- Task to carry out: Pick out every line below that contains the word "lamp", and copy each of those lines in full.

- Polygon annotations for photos:
============================================================

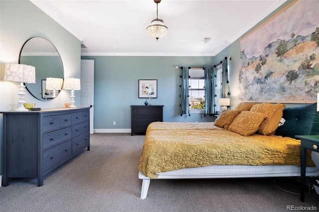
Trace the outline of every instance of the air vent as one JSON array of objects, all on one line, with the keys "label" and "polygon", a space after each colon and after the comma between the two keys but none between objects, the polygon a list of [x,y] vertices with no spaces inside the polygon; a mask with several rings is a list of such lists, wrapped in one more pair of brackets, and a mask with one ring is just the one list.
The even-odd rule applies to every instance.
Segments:
[{"label": "air vent", "polygon": [[204,39],[203,39],[203,42],[204,42],[204,44],[205,44],[206,43],[209,41],[211,39],[211,37],[204,37]]},{"label": "air vent", "polygon": [[86,47],[85,45],[83,43],[83,41],[81,42],[81,49],[87,49],[88,47]]}]

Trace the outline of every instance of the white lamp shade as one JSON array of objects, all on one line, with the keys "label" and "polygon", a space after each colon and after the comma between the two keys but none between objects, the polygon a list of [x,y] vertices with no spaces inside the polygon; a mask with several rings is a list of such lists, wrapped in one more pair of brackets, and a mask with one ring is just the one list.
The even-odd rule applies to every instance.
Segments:
[{"label": "white lamp shade", "polygon": [[5,64],[4,77],[6,81],[35,83],[35,68],[24,64]]},{"label": "white lamp shade", "polygon": [[46,78],[45,89],[47,90],[61,90],[63,84],[63,80],[61,78]]},{"label": "white lamp shade", "polygon": [[65,78],[63,84],[63,89],[65,90],[81,90],[81,83],[79,79]]},{"label": "white lamp shade", "polygon": [[222,106],[229,106],[230,105],[230,99],[220,98],[219,105]]}]

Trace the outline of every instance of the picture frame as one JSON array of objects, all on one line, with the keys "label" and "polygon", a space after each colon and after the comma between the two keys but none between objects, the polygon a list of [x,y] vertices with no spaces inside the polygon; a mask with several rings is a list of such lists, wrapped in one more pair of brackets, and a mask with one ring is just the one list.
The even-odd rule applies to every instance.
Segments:
[{"label": "picture frame", "polygon": [[139,98],[158,98],[157,80],[139,80]]},{"label": "picture frame", "polygon": [[[45,86],[46,85],[46,80],[41,80],[41,88],[42,88],[42,99],[53,99],[53,90],[48,90],[45,89]],[[59,94],[60,91],[55,90],[56,95],[57,96]]]}]

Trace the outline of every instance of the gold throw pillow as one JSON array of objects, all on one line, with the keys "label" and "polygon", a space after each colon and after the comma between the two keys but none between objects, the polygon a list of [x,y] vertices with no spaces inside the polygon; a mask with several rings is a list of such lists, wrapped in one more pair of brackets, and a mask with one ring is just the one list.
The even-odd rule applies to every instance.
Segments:
[{"label": "gold throw pillow", "polygon": [[278,103],[262,103],[253,106],[250,111],[261,112],[267,116],[260,124],[257,133],[261,135],[267,135],[274,134],[278,127],[279,121],[283,117],[283,110],[285,105]]},{"label": "gold throw pillow", "polygon": [[243,111],[235,118],[228,129],[244,136],[251,135],[259,129],[266,116],[261,112]]},{"label": "gold throw pillow", "polygon": [[227,129],[240,113],[238,110],[223,110],[215,120],[214,125]]}]

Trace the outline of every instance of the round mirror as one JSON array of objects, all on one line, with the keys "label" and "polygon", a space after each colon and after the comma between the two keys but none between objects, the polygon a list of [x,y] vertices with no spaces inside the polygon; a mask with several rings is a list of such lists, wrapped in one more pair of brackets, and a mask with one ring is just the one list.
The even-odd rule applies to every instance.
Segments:
[{"label": "round mirror", "polygon": [[[45,89],[46,79],[49,77],[63,79],[64,76],[62,60],[54,46],[42,37],[30,38],[21,48],[19,63],[35,67],[35,83],[25,83],[30,94],[39,100],[53,99],[52,91]],[[56,90],[56,96],[59,92]]]}]

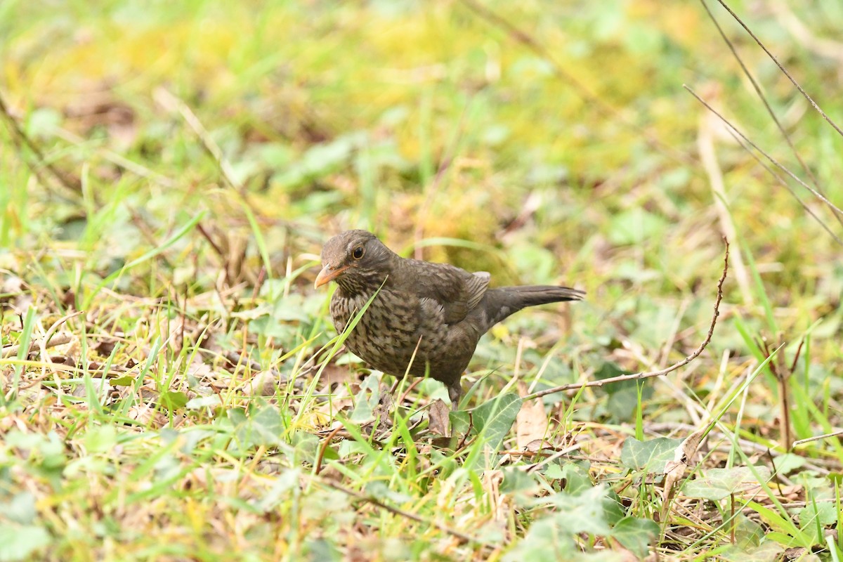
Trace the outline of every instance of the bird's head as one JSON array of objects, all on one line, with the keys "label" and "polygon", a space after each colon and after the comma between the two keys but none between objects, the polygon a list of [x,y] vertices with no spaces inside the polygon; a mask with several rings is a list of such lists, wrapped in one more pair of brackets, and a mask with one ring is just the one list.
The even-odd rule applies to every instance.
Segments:
[{"label": "bird's head", "polygon": [[346,230],[325,243],[322,249],[322,270],[314,287],[336,281],[346,293],[374,291],[391,271],[398,257],[372,233]]}]

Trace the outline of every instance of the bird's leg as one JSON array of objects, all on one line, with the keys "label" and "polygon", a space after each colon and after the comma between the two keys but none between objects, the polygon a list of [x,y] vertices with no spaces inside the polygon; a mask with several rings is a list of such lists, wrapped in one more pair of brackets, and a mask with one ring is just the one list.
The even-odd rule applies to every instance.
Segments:
[{"label": "bird's leg", "polygon": [[448,396],[451,399],[451,409],[453,411],[455,412],[459,408],[459,397],[462,395],[463,388],[459,384],[459,378],[448,385]]}]

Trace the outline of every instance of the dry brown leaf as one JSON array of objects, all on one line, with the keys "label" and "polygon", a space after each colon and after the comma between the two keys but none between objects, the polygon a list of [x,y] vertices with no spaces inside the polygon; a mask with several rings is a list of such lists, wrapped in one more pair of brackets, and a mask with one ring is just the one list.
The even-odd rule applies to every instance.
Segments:
[{"label": "dry brown leaf", "polygon": [[674,459],[672,461],[668,461],[664,465],[664,502],[663,504],[663,509],[662,512],[663,521],[666,521],[667,510],[669,508],[670,505],[668,500],[673,497],[677,483],[680,482],[682,479],[685,478],[688,463],[691,462],[694,458],[694,455],[696,454],[696,450],[700,447],[700,442],[702,441],[702,437],[706,435],[707,431],[708,426],[704,426],[685,437],[685,441],[683,441],[674,452]]},{"label": "dry brown leaf", "polygon": [[[518,393],[526,396],[527,385],[518,383]],[[515,441],[518,449],[526,450],[530,443],[540,442],[547,435],[547,414],[541,399],[527,400],[515,417]],[[538,447],[535,449],[538,450]]]},{"label": "dry brown leaf", "polygon": [[451,431],[448,427],[448,415],[451,409],[441,399],[437,399],[430,404],[430,411],[427,413],[427,429],[431,433],[441,435],[443,437],[450,437]]}]

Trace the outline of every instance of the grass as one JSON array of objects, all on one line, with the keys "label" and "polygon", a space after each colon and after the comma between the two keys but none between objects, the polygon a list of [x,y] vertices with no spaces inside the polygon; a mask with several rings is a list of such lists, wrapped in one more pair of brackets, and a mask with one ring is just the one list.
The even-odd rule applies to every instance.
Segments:
[{"label": "grass", "polygon": [[[838,3],[729,6],[843,122]],[[709,8],[840,206],[843,139]],[[681,88],[813,183],[702,5],[9,2],[0,33],[0,560],[840,559],[840,223]],[[588,297],[491,330],[448,415],[334,331],[350,227]],[[587,386],[705,341],[724,233],[701,355]]]}]

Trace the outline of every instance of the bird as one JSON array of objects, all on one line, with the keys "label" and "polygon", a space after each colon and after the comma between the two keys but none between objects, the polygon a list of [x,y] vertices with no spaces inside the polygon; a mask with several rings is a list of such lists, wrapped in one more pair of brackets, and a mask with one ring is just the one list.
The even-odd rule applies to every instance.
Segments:
[{"label": "bird", "polygon": [[454,410],[481,336],[525,307],[585,296],[566,286],[491,288],[486,271],[402,258],[365,230],[330,238],[314,286],[337,284],[329,308],[337,333],[368,303],[347,334],[346,347],[378,371],[443,383]]}]

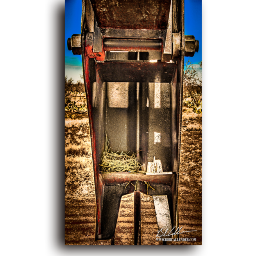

============================================================

- Full answer:
Trace the outline of every instance of the white lamp shade as one JSON array of objects, all on one line, with the keys "label" and "polygon", a space after each colon and after the comma between the two keys but none between objects, the polygon a list of [x,y] vertices with no spaces inside the polygon; a mask with several rings is a list of such lists, wrapped in one more pair of brackets, and a mask with one ring is just the one list.
[{"label": "white lamp shade", "polygon": [[5,64],[4,77],[6,81],[35,83],[35,68],[24,64]]},{"label": "white lamp shade", "polygon": [[46,78],[45,89],[47,90],[61,90],[63,84],[63,80],[61,78]]},{"label": "white lamp shade", "polygon": [[65,78],[63,84],[63,89],[65,90],[81,90],[81,83],[79,79]]},{"label": "white lamp shade", "polygon": [[222,106],[229,106],[230,105],[230,99],[220,98],[219,105]]}]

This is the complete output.